> WRITTEN INSTRUCTION
State how many lines of the listing below contain the string "cake", treating uppercase and lowercase as distinct. Give only the number.

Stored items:
============================================================

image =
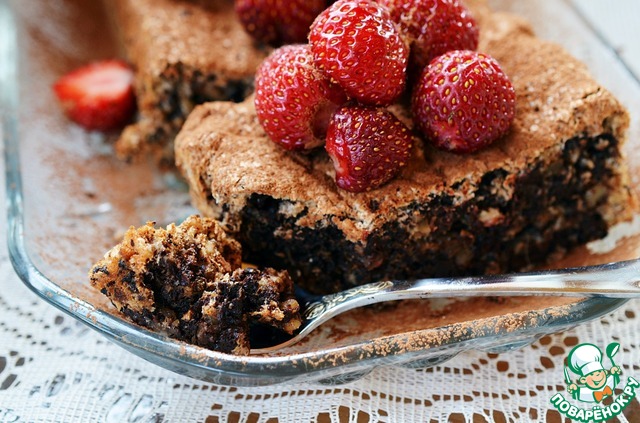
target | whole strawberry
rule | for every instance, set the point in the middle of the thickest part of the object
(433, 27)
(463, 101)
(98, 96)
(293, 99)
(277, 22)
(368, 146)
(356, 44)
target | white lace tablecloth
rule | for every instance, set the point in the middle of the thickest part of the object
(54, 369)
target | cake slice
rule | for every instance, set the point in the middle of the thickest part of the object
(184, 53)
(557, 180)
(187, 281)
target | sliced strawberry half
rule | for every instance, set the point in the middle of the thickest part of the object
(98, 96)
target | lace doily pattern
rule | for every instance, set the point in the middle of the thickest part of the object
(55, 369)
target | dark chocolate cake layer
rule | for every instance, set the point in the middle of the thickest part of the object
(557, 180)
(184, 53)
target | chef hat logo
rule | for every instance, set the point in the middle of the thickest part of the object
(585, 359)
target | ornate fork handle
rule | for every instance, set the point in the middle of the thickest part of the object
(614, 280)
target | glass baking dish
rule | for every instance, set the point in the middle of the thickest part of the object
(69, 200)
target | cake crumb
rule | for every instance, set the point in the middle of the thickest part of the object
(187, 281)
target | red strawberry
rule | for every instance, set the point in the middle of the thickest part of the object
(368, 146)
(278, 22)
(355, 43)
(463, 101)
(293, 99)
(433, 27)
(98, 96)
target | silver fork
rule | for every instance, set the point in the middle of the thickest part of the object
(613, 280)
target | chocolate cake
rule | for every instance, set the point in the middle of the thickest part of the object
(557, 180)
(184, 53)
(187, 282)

============================================================

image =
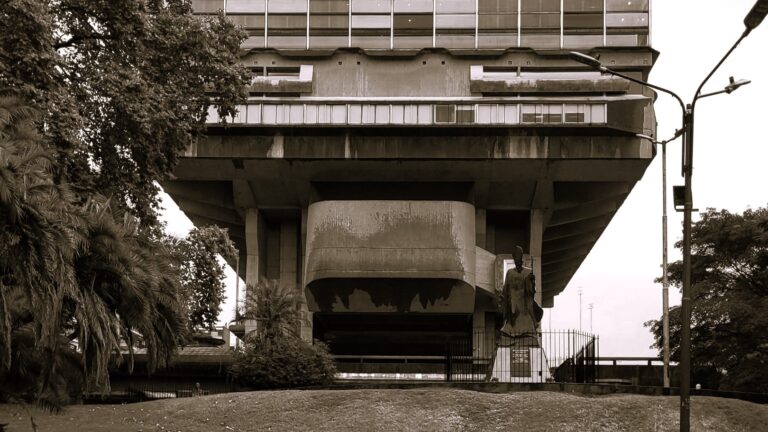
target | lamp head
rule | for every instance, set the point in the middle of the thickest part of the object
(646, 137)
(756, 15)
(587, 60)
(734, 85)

============================================================

> RESPONSE TO THIS EXERCISE
4